**Your instructions:** Render into Spanish this sentence from the usage policy below: "You must at all times be courteous and polite to other users of the Services."
#### Text block ####
7.4 You must not use the Services to send any hostile communication or any communication intended to insult, including such communications directed at a particular person or group of people.
7.5 You must not use the Services for the purpose of deliberately upsetting or offending others.
7.6 You must not unnecessarily flood the Services with material relating to a particular subject or subject area, whether alone or in conjunction with others.
7.7 You must ensure that Content does not duplicate other content available through the Services.
7.8 You must ensure that Content is appropriately categorised.
7.9 You should use appropriate and informative titles for all Content.
7.10 You must at all times be courteous and polite to other users of the Services.
8. Marketing and spam
8.1 You must not use the Services for any purpose relating to the marketing, advertising, promotion, sale or supply of any product, service or commercial offering.
8.2 Content must not constitute or contain spam, and you must not use the Services to store or transmit spam - which for these purposes shall include all unlawful marketing communications and unsolicited commercial communications.
8.3 You must not send any spam or other marketing communications to any person using any email address or other contact details made available through the Services or that you find using the Services.
8.4 You must not use the Services to promote, host or operate any chain letters, Ponzi schemes, pyramid schemes, matrix programs, multi-level marketing schemes, "get rich quick" schemes or similar letters, schemes or programs.
8.5 You must not use the Services in any way which is liable to result in the blacklisting of any of our IP addresses.
9. Regulated businesses
9.1 You must not use the Services for any purpose relating to gambling, gaming, betting, lotteries, sweepstakes, prize competitions or any gambling-related activity.
9.2 You must not use the Services for any purpose relating to the offering for sale, sale or distribution of drugs or pharmaceuticals.
9.3 You must not use the Services for any purpose relating to the offering for sale, sale or distribution of knives, guns or other weapons.
10. Monitoring
10.1 You acknowledge that we may actively monitor the Content and the use of the Services
11. Data mining
11.1 You must not conduct any systematic or automated data scraping, data mining, data extraction or data harvesting, or other systematic or automated data collection activity, by means of or in relation to the Services.
12. Hyperlinks
12.1 You must not link to any material using or by means of the Services that would, if it were made available through the Services, breach the provisions of this Policy.
13. Harmful software
13.1 The Content must not contain or consist of, and you must not promote, distribute or execute by means of the Services, any viruses, worms, spyware, adware or other harmful or malicious software, programs, routines, applications or technologies.
#### Data to examine ####
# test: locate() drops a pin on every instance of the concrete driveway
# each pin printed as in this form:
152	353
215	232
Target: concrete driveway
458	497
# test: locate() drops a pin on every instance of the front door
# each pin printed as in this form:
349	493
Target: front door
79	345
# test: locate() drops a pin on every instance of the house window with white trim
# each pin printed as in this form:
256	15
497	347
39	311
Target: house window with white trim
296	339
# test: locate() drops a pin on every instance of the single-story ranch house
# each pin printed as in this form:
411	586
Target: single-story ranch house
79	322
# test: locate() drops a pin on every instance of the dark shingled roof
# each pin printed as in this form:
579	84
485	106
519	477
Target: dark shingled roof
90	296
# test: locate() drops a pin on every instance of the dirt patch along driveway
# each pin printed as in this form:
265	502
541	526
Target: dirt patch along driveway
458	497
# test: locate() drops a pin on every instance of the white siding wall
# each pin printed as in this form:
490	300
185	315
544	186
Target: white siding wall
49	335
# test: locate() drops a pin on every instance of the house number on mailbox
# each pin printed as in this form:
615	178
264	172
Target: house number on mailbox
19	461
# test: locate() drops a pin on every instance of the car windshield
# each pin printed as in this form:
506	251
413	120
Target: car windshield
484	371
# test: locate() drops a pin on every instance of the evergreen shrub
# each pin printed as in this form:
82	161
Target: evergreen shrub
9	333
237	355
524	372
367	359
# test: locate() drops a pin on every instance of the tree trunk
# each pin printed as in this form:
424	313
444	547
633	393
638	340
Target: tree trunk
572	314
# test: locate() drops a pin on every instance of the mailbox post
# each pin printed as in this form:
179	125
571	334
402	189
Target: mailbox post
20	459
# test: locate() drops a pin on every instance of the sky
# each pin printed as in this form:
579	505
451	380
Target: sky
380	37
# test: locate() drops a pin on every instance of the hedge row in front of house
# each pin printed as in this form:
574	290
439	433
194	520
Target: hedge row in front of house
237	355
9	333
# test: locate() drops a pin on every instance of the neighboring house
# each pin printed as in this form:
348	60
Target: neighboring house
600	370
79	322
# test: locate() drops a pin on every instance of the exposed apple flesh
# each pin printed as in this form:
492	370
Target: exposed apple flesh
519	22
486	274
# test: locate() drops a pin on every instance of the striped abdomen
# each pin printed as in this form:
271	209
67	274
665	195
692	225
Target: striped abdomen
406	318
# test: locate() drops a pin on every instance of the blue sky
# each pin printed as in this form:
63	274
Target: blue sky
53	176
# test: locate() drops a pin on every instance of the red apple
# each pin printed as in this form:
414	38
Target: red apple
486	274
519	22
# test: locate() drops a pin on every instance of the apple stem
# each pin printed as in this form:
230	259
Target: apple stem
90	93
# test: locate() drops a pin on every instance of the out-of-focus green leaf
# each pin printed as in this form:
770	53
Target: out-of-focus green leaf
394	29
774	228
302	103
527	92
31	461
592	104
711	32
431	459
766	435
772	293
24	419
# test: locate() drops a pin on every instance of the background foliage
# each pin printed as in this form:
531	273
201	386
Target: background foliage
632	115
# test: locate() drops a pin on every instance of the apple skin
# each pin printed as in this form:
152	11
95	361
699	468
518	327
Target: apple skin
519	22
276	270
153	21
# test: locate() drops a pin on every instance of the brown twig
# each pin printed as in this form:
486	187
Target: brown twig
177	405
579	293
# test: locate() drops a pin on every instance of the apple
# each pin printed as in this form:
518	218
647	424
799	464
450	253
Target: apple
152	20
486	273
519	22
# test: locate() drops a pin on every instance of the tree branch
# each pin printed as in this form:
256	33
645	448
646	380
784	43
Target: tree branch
####
**Written response:** En todo momento debe ser cortés y educado con los demás usuarios de los Servicios.